EXERCISE INPUTS
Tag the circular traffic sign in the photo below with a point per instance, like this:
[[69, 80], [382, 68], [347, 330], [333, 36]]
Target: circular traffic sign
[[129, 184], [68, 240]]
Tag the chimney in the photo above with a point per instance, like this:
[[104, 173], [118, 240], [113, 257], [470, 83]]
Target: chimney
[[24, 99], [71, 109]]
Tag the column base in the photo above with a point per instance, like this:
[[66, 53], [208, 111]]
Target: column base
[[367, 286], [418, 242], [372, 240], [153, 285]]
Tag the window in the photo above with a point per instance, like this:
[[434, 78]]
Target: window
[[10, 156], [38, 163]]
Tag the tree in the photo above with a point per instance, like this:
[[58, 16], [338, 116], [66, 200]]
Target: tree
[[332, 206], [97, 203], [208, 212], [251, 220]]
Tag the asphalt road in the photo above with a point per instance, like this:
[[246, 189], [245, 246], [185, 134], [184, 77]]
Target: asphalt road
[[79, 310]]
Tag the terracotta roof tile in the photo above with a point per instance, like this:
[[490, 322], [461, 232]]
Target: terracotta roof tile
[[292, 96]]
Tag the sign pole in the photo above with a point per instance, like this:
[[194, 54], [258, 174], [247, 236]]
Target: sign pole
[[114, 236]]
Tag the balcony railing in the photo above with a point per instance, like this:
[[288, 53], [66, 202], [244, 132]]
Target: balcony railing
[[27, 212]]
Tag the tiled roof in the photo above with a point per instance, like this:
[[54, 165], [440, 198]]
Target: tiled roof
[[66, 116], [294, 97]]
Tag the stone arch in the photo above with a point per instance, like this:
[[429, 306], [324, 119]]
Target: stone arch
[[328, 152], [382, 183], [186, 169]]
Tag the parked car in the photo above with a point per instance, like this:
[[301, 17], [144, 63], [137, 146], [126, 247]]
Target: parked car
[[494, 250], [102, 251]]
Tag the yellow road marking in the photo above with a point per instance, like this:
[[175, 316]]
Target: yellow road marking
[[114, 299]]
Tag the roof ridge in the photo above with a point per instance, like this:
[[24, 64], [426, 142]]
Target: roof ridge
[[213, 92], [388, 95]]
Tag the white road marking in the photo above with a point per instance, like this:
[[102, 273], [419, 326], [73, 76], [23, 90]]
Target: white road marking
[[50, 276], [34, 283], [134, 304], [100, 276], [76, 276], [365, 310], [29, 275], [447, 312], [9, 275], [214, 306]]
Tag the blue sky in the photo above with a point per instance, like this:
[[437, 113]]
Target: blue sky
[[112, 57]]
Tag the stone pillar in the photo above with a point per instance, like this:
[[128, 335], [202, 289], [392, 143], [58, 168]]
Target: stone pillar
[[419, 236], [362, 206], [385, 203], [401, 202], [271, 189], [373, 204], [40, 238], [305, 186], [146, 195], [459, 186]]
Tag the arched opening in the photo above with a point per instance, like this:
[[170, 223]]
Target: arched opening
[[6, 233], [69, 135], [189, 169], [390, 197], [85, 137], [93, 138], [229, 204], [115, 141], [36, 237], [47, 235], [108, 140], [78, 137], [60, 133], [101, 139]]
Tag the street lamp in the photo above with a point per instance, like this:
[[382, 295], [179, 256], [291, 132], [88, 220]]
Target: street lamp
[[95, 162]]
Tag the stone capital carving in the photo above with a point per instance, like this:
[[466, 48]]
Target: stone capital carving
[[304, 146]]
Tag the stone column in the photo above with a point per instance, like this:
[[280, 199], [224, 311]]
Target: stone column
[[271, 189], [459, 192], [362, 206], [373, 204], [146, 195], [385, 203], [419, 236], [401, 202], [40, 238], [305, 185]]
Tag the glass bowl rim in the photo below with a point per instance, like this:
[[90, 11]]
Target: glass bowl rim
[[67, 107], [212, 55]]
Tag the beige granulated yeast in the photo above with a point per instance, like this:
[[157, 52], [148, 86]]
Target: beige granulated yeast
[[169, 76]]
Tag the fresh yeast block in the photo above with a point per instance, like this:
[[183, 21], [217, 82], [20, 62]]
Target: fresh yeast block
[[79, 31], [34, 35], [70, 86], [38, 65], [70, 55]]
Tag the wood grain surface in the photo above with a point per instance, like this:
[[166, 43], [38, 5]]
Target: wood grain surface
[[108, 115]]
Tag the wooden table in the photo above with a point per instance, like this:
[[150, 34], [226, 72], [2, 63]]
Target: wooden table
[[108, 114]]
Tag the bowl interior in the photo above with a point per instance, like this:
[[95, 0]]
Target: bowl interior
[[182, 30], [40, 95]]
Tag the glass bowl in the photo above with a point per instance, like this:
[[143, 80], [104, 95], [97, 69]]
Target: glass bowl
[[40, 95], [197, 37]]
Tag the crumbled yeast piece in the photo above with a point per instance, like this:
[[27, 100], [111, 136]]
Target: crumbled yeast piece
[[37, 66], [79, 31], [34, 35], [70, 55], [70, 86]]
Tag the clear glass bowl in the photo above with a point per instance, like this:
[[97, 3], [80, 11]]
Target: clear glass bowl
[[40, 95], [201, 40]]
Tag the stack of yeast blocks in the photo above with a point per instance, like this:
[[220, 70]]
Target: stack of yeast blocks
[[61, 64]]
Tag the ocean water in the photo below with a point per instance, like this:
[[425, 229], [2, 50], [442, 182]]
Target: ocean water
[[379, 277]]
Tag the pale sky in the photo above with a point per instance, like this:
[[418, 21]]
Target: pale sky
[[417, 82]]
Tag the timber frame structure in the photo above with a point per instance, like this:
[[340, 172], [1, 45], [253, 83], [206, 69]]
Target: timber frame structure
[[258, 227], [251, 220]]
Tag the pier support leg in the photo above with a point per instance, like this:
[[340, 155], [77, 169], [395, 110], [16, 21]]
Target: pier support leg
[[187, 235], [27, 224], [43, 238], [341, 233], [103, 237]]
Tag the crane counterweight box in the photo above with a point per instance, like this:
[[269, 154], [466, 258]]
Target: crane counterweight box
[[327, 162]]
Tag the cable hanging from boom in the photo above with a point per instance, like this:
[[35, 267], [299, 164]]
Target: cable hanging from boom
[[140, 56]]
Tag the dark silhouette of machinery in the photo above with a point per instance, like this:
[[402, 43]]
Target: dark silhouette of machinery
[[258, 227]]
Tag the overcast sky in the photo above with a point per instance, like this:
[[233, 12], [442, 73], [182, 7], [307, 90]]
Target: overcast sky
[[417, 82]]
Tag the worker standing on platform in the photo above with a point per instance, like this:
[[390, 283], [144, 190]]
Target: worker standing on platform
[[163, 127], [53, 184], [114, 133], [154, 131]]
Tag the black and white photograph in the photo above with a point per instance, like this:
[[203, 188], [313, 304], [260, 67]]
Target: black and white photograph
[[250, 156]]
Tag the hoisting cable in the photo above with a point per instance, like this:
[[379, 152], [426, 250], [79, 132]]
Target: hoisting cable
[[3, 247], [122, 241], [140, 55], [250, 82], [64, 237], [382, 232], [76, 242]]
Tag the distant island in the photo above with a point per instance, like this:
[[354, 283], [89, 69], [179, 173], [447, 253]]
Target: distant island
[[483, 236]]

TASK TO COMPLETE
Could you write out again, word for word, the lines in the entries above, starting at the line that contains "Tag the crumbled" and stopping after the line that contains "[[37, 66], [79, 31], [34, 35], [70, 55], [70, 86]]"?

RESULT BELOW
Tag the crumbled yeast piece in the photo above with a point per instance, like this:
[[27, 100], [111, 136]]
Target: crumbled yeast piece
[[37, 66], [79, 31], [34, 35], [70, 55], [70, 86]]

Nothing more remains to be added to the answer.